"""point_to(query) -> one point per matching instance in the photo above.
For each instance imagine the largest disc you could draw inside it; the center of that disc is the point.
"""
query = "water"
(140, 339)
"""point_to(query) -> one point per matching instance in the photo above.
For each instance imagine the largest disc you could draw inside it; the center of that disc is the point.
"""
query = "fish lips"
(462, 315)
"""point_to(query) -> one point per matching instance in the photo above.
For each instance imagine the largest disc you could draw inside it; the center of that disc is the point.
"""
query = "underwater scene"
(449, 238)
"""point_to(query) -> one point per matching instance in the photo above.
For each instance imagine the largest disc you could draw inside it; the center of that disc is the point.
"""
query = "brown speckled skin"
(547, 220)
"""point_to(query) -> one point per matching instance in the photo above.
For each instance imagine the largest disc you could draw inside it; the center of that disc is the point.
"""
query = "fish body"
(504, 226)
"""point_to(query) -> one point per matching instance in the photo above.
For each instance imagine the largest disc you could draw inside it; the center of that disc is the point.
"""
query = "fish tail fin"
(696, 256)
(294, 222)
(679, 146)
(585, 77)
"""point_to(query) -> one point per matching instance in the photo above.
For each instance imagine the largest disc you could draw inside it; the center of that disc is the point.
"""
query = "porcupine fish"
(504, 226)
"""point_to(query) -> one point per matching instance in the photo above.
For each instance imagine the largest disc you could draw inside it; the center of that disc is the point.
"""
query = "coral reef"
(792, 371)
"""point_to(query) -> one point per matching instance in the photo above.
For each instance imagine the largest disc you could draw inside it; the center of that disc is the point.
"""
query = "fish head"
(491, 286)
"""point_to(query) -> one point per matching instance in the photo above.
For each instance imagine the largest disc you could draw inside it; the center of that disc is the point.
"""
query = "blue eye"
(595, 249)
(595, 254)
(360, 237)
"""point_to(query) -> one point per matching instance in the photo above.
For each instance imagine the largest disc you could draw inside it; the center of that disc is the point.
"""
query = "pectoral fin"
....................
### About this task
The data is to be given again in full, with every line exact.

### Answer for the task
"""point_to(query) -> one point per matching instance in the photo above.
For each instance imagine the largest disc you could draw inside it; the center of that disc is the point.
"""
query = "water"
(140, 339)
"""point_to(query) -> one point per matching instance in the photo above.
For each instance imagine the largest disc you could draw inside it; the center of that disc is the point.
"""
query = "fish lips"
(462, 315)
"""point_to(query) -> one point per matching instance in the photo above.
For each instance imagine the largest disc you could draw inside it; the center of that disc is the point.
"""
query = "underwater scene"
(449, 238)
"""point_to(query) -> one point per matching instance in the photo above.
For each instance imagine the largest disc you could draw inside it; the center of that disc is the point.
"""
query = "brown speckled skin"
(547, 220)
"""point_to(query) -> one point per matching instance in the photo above.
For each instance imagine the largest disc you could draw inside it; the center of that disc is the point.
"""
query = "fish body"
(504, 226)
"""point_to(query) -> one point per matching instance in the photo above.
For each instance imagine the largest disc you could draw inside it; the center of that disc is the point.
"""
query = "fish tail fin"
(696, 256)
(294, 222)
(679, 146)
(585, 77)
"""point_to(query) -> one point per matching instance in the photo above.
For each instance imagine the largest disc you could draw inside it; the center of that disc is the point.
"""
query = "porcupine fish"
(504, 226)
"""point_to(query) -> one point per matching instance in the photo above.
For each instance imagine the largest disc you could draw inside it; the center of that disc is the point.
"""
query = "coral reef"
(792, 371)
"""point_to(query) -> one point per matching instance in the photo above.
For each instance imagine the largest disc you could draw inside it; the center of that disc is the point.
"""
query = "fish head"
(491, 286)
"""point_to(query) -> one point per matching instance in the photo above.
For each instance imagine the largest disc you could draw inside it; the center of that disc is the point.
"""
query = "blue eye"
(595, 249)
(595, 254)
(360, 237)
"""point_to(query) -> one point per matching instance in the photo above.
For each instance imagine the largest disc you could draw inside it; the center of that disc is the point.
"""
query = "pectoral fin"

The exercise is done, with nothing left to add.